TEXT START

Toxic algae blooms. Injuries from nerve damage. Brain disorders.
These are problems San Diego researchers hope to better understand — and potentially even tackle — through recent grant awards.
Scripps Institution of Oceanography on Oct. 28 announced a $4.9 million grant from the National Oceanic and Atmospheric Administration to uncover why algae blooms in the ocean can be deadly for some species.
Setting up the grant, Scripps Institution of Oceanography researchers in published findings last year pinpointed the genetic basis of an acid that plays a major role in toxic algae blooms.
When consumed by sea lions and other large mammals, the acid can trigger memory loss, seizures and even death. Scripps will examine why certain microalgae produce the acid.
To find out, genomics experts, oceanographers and engineers from Scripps teamed up with the Monterey Bay Aquarium Research Institute and the Southern California Coastal Water Research Project. The project will span coastal waters from Monterey Bay to Santa Barbara to Del Mar, deploying a range of technologies, including underwater robots.
“It’s a challenge to track algal blooms as they develop since satellite imagery is not instantly available and doesn’t tell us what is happening below the ocean surface,” said Clarissa Anderson, the executive director of the Southern California coastal ocean observing system at Scripps, in a news release.
Ultimately, the research could help predict when algae blooms will turn toxic — of interest to ocean stewards across the world.
A particularly nasty toxic bloom in Florida last year killed marine life, hurting the fishing and tourism industries.
Shifting to the Salk Institute for Biological Studies, a team of scientists there were awarded $14.3 million over five years to parse how neurological disease and spinal injuries hamper arm, wrist and hand control.

TEXT END

:: ASSIGNED TASK A ::
Answer these questions using the article on research grants:
(i) How much did the National Oceanic and Atmospheric Administration grant Scripps Institution of Oceanography?
(ii) Which three coastal places mark the span of the algae bloom project?
(iii) How much was the Salk Institute team awarded, and over what period?
:: ASSIGNED TASK B ::
According to the article on research grants, why is it hard to track algal blooms as they develop?
:: ASSIGNED TASK C ::
Carry on the article on research grants from its last sentence.

SOURCE DATA START

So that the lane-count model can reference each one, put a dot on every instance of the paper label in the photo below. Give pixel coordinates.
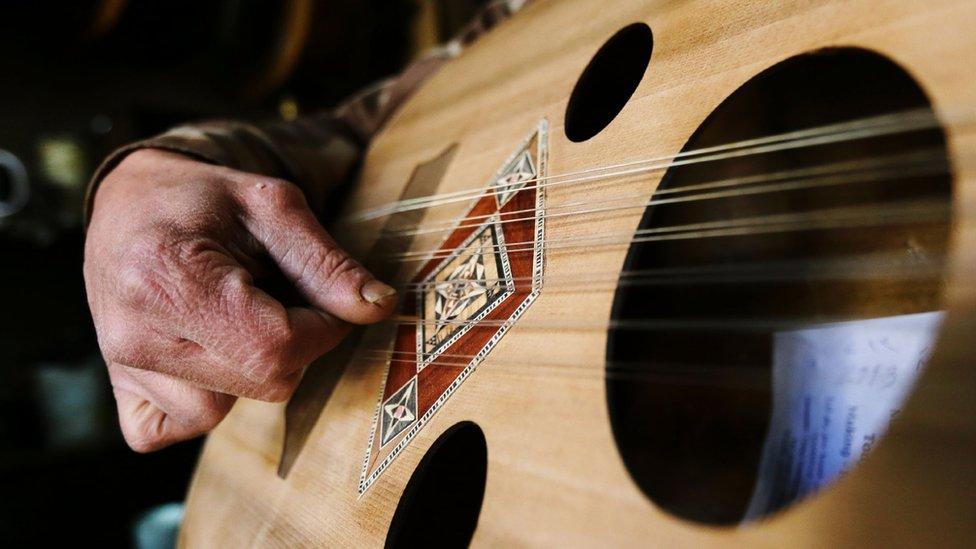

SOURCE DATA END

:: ANSWER BOX A ::
(i) $4.9 million.
(ii) Monterey Bay, Santa Barbara and Del Mar.
(iii) $14.3 million over five years.

:: ANSWER BOX B ::
Satellite imagery is not instantly available. It also doesn't show what is happening below the ocean surface.

:: ANSWER BOX C ::
Led by professor Martyn Goulding, the researchers’ work could spark new therapies for patients with nerve damage.
They’ll put together a high-resolution database showing the ways mice movement effect neuron communication.
“Specifically, this program will address the circuit basis of forelimb movements such as reaching and grasping — critical functions within our daily lives,” said Karen David, program director at the National Institute of Neurological Disorders and Stroke.
The funding — courtesy of the National Institutes of Health, or NIH — was announced Oct. 29.
Days before, the NIH awarded $12.9 million in funding to Salk scientists Nicola Allen, Eiman Azim, Margarita Behrens and Joseph Ecker.
They’ll contribute to the Brain Initiative, which looks to peer into how the brain works — and find ways to treat, prevent and cure neurological disorders.
The Salk Institute, which has previously taken part in the initiative, didn’t say how exactly it would contribute but rather pointed to larger goals.
“The research these generous awards are funding may provide the stepping stones needed to one day understand and potentially correct the many dysfunctions of the brain, including mental illness and Alzheimer’s disease,” said Salk president and professor Rusty Gage.